(Entries taken from a collection)
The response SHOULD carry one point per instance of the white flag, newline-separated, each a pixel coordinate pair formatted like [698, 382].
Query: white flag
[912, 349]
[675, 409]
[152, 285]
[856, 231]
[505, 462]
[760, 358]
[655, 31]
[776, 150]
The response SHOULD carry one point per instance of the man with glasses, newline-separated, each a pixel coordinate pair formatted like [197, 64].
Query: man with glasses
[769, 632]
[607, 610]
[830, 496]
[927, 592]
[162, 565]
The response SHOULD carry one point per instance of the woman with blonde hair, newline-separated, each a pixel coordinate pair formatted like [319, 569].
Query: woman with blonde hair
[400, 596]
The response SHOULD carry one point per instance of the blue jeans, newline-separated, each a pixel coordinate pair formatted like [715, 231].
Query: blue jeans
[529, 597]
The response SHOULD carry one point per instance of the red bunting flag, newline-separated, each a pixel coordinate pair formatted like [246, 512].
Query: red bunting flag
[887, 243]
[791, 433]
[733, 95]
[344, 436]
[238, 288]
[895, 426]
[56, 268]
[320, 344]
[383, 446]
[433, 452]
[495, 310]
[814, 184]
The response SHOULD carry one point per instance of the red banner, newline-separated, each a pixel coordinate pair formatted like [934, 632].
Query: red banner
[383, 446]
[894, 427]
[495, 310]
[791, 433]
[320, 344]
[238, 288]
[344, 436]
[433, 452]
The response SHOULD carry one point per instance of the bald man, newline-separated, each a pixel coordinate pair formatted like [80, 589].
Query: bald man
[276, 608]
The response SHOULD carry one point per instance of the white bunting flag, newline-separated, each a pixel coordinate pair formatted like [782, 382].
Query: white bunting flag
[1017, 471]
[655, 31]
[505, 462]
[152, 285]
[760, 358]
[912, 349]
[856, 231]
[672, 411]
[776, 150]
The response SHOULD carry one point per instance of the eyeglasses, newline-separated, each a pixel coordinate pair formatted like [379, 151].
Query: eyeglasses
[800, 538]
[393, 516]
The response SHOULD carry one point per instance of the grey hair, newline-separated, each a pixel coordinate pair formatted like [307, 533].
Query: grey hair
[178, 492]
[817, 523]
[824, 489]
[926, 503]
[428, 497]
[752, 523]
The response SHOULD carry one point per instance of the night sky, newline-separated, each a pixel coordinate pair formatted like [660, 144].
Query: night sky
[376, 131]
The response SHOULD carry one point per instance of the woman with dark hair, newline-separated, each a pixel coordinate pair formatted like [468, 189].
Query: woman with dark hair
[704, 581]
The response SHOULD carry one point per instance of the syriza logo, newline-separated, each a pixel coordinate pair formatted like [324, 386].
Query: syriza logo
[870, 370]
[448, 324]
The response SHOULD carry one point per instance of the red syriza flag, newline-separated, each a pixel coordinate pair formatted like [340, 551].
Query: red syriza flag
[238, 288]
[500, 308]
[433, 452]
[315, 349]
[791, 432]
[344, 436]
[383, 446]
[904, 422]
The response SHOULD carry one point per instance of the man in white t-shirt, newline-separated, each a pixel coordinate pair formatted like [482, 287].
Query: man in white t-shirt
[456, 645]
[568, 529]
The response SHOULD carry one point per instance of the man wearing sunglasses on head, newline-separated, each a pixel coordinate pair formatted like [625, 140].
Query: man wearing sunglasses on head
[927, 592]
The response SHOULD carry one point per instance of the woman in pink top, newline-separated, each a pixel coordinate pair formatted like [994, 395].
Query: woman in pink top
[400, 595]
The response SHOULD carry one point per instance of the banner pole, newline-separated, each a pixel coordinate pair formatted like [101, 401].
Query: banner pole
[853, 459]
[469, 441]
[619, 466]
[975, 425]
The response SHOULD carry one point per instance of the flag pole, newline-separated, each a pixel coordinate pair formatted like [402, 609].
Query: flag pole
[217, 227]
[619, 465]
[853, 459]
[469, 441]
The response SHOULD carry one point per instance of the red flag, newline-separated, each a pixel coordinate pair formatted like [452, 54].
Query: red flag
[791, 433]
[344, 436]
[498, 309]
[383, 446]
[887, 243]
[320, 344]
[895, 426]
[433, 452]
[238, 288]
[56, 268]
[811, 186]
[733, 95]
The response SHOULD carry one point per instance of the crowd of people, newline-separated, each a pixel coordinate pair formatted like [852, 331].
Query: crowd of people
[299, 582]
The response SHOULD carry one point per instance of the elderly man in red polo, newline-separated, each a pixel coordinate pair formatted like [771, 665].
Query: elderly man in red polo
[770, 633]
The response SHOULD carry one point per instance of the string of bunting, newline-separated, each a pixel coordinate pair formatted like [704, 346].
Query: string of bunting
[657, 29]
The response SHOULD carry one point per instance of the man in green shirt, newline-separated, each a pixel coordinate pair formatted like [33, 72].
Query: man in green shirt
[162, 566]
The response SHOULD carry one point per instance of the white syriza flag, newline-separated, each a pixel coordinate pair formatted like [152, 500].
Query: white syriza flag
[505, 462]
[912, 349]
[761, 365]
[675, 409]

...

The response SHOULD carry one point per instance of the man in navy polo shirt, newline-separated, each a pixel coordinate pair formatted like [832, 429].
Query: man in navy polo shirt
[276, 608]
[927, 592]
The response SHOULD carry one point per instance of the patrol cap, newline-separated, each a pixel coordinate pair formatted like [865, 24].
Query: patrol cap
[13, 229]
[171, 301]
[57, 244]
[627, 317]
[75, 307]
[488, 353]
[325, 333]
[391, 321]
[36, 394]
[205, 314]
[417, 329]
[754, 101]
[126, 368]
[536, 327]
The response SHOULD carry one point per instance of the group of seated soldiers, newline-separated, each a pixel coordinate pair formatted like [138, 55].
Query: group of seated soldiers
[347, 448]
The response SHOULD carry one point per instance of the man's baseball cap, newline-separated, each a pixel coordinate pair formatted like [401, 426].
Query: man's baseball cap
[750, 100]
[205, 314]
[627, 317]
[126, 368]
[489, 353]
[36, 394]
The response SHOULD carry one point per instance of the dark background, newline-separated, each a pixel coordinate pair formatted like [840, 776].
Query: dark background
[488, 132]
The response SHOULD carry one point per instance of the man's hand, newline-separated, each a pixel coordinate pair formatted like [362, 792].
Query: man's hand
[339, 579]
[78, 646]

WHAT THE EXERCISE ASKS
Return, word for word, the lines of the data above from the line with "Query: flag pole" through the line with "like [452, 54].", inclusive.

WRITTEN ANSWER
Query: flag pole
[217, 227]
[619, 465]
[853, 459]
[469, 441]
The response SHOULD carry one point per instance of the red flag, newline-separated, each a pixel coordinate pair formatted like [452, 54].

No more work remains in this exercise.